### Exercise requirements:
Repeat the records below word for word, starting at the line that contains "tag the dog's ear, one point per instance." and continuing through the last line of the records.

━━ Provided data ━━

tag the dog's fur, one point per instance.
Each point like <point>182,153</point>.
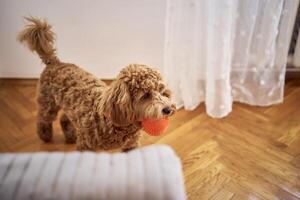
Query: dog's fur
<point>94,115</point>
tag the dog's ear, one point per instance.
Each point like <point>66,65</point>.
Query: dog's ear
<point>118,103</point>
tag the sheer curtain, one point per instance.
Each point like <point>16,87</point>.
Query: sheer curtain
<point>220,51</point>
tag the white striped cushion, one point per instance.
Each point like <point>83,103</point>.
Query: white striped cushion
<point>152,172</point>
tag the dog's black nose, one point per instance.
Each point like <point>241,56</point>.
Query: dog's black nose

━━━

### Completed exercise:
tag the dog's ear, one point per instance.
Each point like <point>66,65</point>.
Query: dog's ear
<point>118,103</point>
tag the sheer curtain, one point per instance.
Each point like <point>16,87</point>.
Query: sheer curtain
<point>220,51</point>
tag the white striped cushion, one point per instance.
Each point like <point>83,103</point>.
Query: white striped cushion
<point>152,172</point>
tag the dog's black nose, one point per instance.
Each point like <point>241,56</point>.
Query: dog's black nose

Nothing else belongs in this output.